Extracted text:

-=-=-

Percy Bysshe Shelley | Page 4

John Addington Symonds

CHAPTER 7.
LAST DAYS.
CHAPTER 8.
EPILOGUE.

LIST OF AUTHORITIES.
1. The Poetical and Prose Works of Percy Bysshe Shelley, edited by
Mrs. Shelley. Moxon, 1840, 1845. 1 volume.
2. The Poetical Works, edited by Harry Buxton Forman. Reeves and
Turner, 1876-7. 4 volumes.
3. The Works of Percy Bysshe Shelley, edited by W.M. Rossetti.
Moxon, 1870. 2 volumes.
4. Hogg's Life of Shelley. Moxon, 1858. 2 volumes.
5. Trelawny's Records of Shelley, Byron, and the Author. Pickering,
1878. 2 volumes.
6. Shelley Memorials, edited by Lady Shelley. Smith and Elder. 1
volume.
7. Medwin's Life of Shelley. Newby, 1847. 2 volumes.
8. Shelley's Early Life, by D.F. McCarthy. Chatto and Windus. 1
volume.

9. Leigh Hunt's Autobiography. Smith and Elder.
10. W.M. Rossetti's Life of Shelley, included in the edition above cited,
Number 3.
11. Shelley, a Critical Biography, by G.B. Smith. David Douglas, 1877.
12. Relics of Shelley, edited by Richard Garnett. Moxon, 1862.
13. Peacock's Articles on Shelley in "Fraser's Magazine," 1858 and
1860.
14. Shelley in Pall Mall, by R. Garnett, in "Macmillan's Magazine,"
June, 1860.
15. Shelley's Last Days, by R. Garnett, in the "Fortnightly Review,"
June, 1878.
16. Two Lectures on Shelley, by W.M. Rossetti, in the "University
Magazine," February and March, 1878.

SHELLEY.
CHAPTER 1.
BIRTH AND CHILDHOOD.
It is worse than useless to deplore the irremediable; yet no man,
probably, has failed to mourn the fate of mighty poets, whose dawning
gave the promise of a glorious day, but who passed from earth while
yet the light that shone in them was crescent. That the world should
know Marlowe and Giorgione, Raphael and Mozart, only by the
products of their early manhood, is indeed a cause for lamentation,
when we remember what the long lives of a Bach and Titian, a
Michelangelo and Goethe, held in reserve for their maturity and age. It
is of no use to persuade ourselves, as some have done, that we possess
the best work of men untimely slain. Had Sophocles been cut off in his

prime, before the composition of "Oedipus"; had Handel never merged
the fame of his forgotten operas in the immortal music of his oratorios;
had Milton been known only by the poems of his youth, we might with
equal plausibility have laid that flattering unction to our heart. And yet
how shallow would have been our optimism, how fallacious our
attempt at consolation. There is no denying the fact that when a young
Marcellus is shown by fate for one brief moment, and withdrawn
before his springtime has bought forth the fruits of summer, we must
bow in silence to the law of waste that rules inscrutably in nature.

-=-=-

Written tasks:
- 1) According to the Shelley excerpt, who edited the 1870 Moxon edition of The Works of Percy Bysshe Shelley?
- 2) Write out the part of the Shelley excerpt that begins at the words "1. The Poetical" and stops after "1878. 2 volumes.".
You won't need the entries that come next.

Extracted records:
-=-=-

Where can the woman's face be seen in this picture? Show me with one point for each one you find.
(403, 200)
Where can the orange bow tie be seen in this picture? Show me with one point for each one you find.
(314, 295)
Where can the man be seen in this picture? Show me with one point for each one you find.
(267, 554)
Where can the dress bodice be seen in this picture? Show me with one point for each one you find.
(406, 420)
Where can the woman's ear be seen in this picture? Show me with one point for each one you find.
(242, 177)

-=-=-

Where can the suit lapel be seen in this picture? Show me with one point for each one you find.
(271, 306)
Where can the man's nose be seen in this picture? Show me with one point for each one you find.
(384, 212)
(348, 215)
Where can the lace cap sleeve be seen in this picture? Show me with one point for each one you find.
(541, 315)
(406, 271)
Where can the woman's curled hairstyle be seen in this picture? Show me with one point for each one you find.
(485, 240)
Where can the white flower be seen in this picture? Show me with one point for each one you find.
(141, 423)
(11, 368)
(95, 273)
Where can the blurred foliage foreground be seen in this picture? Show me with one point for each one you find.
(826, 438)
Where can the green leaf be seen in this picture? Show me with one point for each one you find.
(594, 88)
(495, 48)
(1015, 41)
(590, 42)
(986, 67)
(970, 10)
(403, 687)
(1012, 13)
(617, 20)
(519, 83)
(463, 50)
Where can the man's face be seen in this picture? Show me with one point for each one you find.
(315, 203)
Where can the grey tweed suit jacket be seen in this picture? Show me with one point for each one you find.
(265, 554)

-=-=-

Final answers:
- 1) W.M. Rossetti

- 2)
1. The Poetical and Prose Works of Percy Bysshe Shelley, edited by
Mrs. Shelley. Moxon, 1840, 1845. 1 volume.
2. The Poetical Works, edited by Harry Buxton Forman. Reeves and
Turner, 1876-7. 4 volumes.
3. The Works of Percy Bysshe Shelley, edited by W.M. Rossetti.
Moxon, 1870. 2 volumes.
4. Hogg's Life of Shelley. Moxon, 1858. 2 volumes.
5. Trelawny's Records of Shelley, Byron, and the Author. Pickering,
1878. 2 volumes.